* begin Records to use *
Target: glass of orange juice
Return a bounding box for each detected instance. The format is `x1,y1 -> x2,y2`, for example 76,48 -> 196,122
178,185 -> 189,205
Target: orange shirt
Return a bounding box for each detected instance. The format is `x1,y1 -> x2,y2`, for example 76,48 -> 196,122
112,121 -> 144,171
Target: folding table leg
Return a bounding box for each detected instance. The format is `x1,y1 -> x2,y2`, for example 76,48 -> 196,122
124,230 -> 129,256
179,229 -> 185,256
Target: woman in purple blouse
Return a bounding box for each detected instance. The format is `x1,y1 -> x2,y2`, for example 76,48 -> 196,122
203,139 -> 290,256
* end Records to use *
Recast the stretch of the listing from the line containing "Target: woman in purple blouse" through the end as a two-column CSV with the columns "prompt" and "box", one row per entry. Put each value in a single quoted field, with any line breaks replaced by spaces.

prompt,box
"Target: woman in purple blouse Return a bounding box for each detected instance. The format is `x1,y1 -> x2,y2`, for example 76,48 -> 196,122","203,139 -> 290,256"